Lines of data:
* START *

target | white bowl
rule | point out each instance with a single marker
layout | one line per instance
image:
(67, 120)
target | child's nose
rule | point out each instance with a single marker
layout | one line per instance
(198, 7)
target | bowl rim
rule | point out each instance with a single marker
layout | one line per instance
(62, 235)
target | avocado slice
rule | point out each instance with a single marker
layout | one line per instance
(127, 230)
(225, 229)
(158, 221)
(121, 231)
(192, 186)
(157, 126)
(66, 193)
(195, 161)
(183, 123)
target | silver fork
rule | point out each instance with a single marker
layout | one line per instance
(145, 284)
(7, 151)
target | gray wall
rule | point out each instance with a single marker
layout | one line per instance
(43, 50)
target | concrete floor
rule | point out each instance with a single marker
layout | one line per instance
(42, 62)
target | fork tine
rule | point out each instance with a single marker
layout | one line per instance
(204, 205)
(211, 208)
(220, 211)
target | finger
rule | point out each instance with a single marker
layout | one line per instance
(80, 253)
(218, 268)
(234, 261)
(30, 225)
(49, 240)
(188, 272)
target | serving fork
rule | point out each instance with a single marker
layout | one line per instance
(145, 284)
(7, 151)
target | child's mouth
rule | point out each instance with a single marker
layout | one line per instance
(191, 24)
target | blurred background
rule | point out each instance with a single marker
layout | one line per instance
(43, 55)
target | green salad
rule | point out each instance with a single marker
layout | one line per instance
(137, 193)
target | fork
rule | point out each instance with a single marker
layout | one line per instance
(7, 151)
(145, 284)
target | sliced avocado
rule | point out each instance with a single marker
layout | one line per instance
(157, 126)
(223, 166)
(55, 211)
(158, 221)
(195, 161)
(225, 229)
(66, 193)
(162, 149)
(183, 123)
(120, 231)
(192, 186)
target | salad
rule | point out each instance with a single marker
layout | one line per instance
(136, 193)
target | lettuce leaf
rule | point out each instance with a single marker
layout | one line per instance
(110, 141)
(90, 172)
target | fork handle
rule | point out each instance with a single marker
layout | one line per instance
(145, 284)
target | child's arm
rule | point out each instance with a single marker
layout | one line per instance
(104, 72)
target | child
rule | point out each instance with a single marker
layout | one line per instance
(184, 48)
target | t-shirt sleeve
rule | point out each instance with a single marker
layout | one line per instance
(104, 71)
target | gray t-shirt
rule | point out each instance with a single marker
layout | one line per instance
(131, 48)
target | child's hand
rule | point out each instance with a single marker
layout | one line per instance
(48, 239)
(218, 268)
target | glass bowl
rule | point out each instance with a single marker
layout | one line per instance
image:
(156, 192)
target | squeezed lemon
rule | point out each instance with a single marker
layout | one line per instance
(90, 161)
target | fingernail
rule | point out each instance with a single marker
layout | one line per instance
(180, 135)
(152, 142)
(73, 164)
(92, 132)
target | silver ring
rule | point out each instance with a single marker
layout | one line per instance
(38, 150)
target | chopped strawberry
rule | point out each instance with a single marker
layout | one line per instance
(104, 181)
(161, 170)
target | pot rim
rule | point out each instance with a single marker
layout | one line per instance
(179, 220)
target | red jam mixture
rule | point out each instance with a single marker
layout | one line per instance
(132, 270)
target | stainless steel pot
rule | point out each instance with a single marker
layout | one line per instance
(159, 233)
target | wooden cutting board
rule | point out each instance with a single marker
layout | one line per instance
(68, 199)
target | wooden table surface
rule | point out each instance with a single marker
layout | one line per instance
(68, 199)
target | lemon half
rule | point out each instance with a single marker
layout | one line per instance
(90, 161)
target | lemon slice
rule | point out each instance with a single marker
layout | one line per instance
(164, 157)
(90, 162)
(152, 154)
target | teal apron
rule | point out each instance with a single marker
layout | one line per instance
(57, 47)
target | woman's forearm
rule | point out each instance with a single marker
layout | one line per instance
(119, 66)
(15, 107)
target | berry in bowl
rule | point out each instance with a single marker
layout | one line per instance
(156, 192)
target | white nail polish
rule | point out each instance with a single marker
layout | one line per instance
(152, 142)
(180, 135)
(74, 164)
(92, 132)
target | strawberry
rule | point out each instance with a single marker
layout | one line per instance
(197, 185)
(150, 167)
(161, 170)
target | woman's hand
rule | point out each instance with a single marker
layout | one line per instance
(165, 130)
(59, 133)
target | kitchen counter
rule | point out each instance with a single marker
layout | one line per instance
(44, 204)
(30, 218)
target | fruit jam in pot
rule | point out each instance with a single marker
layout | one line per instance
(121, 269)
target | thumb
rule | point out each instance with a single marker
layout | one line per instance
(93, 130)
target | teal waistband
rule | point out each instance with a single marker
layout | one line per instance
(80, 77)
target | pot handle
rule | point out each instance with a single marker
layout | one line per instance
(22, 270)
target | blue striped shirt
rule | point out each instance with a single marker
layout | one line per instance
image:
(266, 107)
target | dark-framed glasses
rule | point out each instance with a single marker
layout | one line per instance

* END *

Stated problem:
Starting with the line that contains "target | teal apron", return each line through the last one of the data above, exactly as written and nothing more.

Solution to the problem:
target | teal apron
rule | point out each instance with a single marker
layout | one line per instance
(57, 47)
target | woman's forearm
rule | point out each instance with a single marker
layout | one line per instance
(119, 66)
(15, 107)
target | berry in bowl
rule | point out each instance with a single marker
layout | one line per instance
(156, 192)
target | white nail polish
rule | point out each instance with a single marker
layout | one line per instance
(152, 142)
(180, 135)
(74, 164)
(92, 132)
target | strawberry
rule | point out each instance with a single marker
layout | one line per instance
(197, 185)
(150, 167)
(161, 170)
target | woman's hand
rule | point out each instance with a single marker
layout | one line per instance
(165, 130)
(59, 133)
target | kitchen counter
rule | point out each instance with a single marker
layout | one line per instance
(44, 204)
(30, 218)
target | fruit jam in pot
rule | point out each instance with a single marker
layout | one line per instance
(121, 269)
target | thumb
rule | point out each instance with a single marker
layout | one line per instance
(93, 130)
target | teal waistband
rule | point out each instance with a single marker
layout | one line per instance
(80, 77)
target | pot handle
rule | point out each instance with a single marker
layout | one line per instance
(22, 270)
target | blue striped shirt
rule | point out each instance with a single marker
layout | one line per instance
image:
(266, 107)
target | dark-framed glasses
rule | point out each instance with a single marker
layout | one line per instance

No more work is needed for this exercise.